Excerpted text →
=== Begin Enclosure ===

43:5 I will say to the north, “Give them up,” and to the south, “Do not withhold; bring my sons from far away and my daughters from the end of the earth–everyone who is called by my name, whom I created for my glory, whom I formed and made.” Isaiah 43:6-7
A year and a half ago, overcoming breast cancer consumed me. Though the tumor was discovered early – its aggressiveness meant undergoing chemotherapy in addition to surgery and radiation. Recalling the ordeal and how sick one can get during treatment, the passage from Isaiah 43’s theme of exiles came to mind, “I will say to the north, ‘Give them up,’ and to the south, ‘Do not withhold…”
How I longed to be released from the exile of illness and returned to the land of the living.
Throughout scripture, the Sovereign’s mandate bodes with nothing less than the full emancipation of God’s people. Nor are God’s people summoned out of darkness nameless. To be called by Jahweh’s name jettisons us out of categories long claimed by mortals. Whatever our life’s circumstances, we were created for the Sovereign’s glory.
When a child is to be baptized, the officiant standing before the parents, asks, “What is the Christian name of this child?”

=== End Enclosure ===

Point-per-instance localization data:
=== Begin Enclosure ===

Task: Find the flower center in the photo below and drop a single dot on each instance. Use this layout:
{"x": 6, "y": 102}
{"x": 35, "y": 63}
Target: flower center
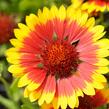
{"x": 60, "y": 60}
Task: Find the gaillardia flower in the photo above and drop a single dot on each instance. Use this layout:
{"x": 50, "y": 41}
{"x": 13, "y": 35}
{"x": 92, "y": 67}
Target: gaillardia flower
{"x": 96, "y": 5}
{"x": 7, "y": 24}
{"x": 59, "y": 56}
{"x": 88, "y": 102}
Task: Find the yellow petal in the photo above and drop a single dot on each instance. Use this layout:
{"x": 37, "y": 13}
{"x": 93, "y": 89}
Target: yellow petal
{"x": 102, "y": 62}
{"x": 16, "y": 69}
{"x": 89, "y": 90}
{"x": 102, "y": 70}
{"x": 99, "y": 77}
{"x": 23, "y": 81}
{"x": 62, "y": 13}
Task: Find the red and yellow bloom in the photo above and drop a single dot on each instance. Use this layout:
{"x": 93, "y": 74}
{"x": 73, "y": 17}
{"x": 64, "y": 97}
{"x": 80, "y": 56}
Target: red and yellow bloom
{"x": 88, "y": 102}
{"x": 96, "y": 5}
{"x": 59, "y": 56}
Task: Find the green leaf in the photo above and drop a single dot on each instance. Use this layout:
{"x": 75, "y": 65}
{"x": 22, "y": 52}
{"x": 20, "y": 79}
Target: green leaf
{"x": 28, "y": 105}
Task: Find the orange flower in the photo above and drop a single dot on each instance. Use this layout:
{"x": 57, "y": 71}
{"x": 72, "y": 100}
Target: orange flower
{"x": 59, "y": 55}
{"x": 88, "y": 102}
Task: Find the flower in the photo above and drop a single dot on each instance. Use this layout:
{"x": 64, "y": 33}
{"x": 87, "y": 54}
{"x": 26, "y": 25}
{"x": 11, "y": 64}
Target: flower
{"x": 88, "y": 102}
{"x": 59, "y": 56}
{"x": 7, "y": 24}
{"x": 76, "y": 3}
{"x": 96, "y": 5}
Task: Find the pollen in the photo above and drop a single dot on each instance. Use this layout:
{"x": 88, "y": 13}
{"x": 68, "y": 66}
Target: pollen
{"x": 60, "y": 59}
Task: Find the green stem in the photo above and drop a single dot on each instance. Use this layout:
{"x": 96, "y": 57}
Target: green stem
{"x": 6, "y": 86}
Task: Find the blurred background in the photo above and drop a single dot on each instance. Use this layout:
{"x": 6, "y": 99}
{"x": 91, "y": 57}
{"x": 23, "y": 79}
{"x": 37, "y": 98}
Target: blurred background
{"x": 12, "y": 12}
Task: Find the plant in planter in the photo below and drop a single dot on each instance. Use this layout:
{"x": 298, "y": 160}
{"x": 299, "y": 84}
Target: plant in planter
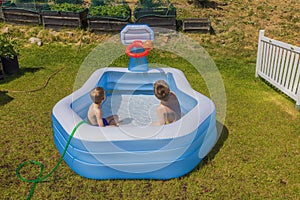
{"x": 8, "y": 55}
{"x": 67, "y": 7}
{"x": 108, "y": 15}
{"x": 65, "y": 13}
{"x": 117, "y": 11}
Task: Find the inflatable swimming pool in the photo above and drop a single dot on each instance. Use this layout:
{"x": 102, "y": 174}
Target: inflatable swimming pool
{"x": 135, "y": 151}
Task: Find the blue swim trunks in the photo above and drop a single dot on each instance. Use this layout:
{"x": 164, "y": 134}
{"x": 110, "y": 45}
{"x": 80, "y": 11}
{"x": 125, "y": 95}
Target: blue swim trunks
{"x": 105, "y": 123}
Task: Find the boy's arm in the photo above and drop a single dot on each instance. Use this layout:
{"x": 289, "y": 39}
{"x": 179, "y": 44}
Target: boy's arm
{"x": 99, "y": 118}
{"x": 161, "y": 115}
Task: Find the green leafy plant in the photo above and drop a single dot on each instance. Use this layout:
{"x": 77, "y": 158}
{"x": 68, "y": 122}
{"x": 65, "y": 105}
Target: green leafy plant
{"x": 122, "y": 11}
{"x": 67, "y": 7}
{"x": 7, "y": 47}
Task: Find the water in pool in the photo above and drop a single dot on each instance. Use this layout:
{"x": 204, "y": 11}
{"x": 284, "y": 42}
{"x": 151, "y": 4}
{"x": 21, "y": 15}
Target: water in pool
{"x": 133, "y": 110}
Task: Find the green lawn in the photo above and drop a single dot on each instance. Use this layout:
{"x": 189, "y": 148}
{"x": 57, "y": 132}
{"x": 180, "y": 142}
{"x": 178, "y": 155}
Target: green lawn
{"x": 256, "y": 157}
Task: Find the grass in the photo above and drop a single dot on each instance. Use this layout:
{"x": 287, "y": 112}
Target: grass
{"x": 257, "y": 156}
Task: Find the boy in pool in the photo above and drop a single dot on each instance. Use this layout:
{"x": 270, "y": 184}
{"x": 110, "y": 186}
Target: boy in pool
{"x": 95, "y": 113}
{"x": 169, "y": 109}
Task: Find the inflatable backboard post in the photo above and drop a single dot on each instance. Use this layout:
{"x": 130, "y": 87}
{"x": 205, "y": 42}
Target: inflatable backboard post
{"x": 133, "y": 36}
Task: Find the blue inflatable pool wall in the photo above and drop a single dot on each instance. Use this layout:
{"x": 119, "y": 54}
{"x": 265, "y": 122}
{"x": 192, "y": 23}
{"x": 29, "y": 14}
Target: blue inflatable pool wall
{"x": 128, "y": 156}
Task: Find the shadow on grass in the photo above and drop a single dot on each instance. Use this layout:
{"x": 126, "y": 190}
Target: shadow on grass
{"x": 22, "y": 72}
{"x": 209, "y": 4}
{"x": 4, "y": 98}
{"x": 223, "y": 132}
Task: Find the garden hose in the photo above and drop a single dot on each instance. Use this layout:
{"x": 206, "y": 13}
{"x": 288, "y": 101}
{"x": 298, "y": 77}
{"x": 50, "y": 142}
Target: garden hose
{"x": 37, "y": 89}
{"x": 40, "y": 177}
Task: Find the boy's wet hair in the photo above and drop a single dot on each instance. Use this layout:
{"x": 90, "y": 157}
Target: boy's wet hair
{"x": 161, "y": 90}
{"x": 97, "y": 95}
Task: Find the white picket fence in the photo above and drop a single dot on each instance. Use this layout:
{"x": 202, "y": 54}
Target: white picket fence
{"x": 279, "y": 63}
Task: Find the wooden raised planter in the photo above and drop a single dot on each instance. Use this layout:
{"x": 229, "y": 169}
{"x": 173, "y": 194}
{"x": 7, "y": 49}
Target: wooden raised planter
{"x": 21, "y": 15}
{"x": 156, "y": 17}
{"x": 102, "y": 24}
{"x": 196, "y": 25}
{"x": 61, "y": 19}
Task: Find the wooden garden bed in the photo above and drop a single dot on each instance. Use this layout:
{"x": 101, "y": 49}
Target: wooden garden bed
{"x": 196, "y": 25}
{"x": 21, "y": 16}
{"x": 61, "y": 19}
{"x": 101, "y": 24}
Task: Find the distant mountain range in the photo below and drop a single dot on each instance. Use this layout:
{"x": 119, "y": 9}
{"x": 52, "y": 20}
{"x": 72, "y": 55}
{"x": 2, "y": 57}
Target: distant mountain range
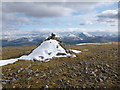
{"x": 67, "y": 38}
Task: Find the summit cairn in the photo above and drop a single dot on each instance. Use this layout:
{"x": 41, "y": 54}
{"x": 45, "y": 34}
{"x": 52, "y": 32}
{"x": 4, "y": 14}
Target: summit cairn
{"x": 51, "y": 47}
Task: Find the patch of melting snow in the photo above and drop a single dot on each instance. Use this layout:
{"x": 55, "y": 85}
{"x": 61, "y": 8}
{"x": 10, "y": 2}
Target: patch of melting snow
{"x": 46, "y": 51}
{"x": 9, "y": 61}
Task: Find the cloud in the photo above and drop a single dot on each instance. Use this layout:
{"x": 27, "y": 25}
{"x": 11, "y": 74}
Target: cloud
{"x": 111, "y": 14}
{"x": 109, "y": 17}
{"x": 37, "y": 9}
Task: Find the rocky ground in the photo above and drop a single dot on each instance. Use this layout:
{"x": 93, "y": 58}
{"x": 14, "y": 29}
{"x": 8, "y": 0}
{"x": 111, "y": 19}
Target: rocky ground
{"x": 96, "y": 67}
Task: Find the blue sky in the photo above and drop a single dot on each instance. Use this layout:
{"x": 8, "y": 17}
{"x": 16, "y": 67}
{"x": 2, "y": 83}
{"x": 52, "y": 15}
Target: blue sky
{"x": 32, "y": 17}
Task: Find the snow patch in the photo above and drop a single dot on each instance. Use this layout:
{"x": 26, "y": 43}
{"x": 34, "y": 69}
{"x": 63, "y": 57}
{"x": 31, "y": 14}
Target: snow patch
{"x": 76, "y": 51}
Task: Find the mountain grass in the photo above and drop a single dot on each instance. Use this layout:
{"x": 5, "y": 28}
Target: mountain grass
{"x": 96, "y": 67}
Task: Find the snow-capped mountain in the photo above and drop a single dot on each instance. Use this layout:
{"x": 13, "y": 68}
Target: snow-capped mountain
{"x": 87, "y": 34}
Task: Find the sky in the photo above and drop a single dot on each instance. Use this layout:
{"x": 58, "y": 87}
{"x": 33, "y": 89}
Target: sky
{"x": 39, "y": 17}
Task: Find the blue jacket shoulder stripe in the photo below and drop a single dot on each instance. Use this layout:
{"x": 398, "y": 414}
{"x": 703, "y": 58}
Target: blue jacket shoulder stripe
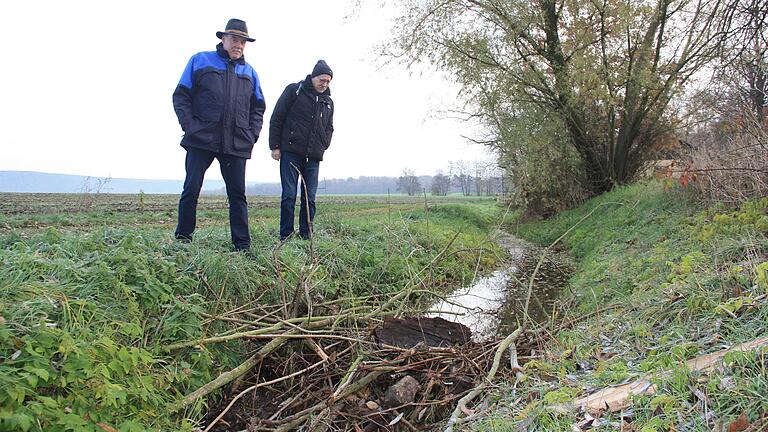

=== End Enclosure ===

Task requirements →
- 1) Please list the cancer treatments named in the devotional text.
- 2) Pick up the devotional text after its final sentence and continue it.
The listing is separate material with no connection to the devotional text.

Answers given →
- 1) Chemotherapy, surgery, radiation

- 2)
Note that the officiant doesn’t ask merely for the child’s name – be it Marie, Benjamin, Cynthia, or Andrew. Whatever name is to be given to the child, it is not just prefaced but profoundly altered by the addition of the word, Christian. Looking at its Greek equivalent, the name, Christian or Christianos, literally means “a follower of Christ.”
You and I belong to God-in-Christ. No matter how long or brief our lifespan, the losses we’ve suffered, the deep-seated regrets we’ve shouldered, the assaults incurred, and the failures endured, the marvelous mystery is this: you and I remain faithfully known and irrevocably claimed by God.
And this is Good News…
2 thoughts on “Called by name: a recollection of baptism”
Thank you not just for this reflection on Christian name but the connection of cancer to exile to baptism to home.
You are welcome, Maren. Frankly, it is unlikely I would have made that connection – save for what the experience taught me.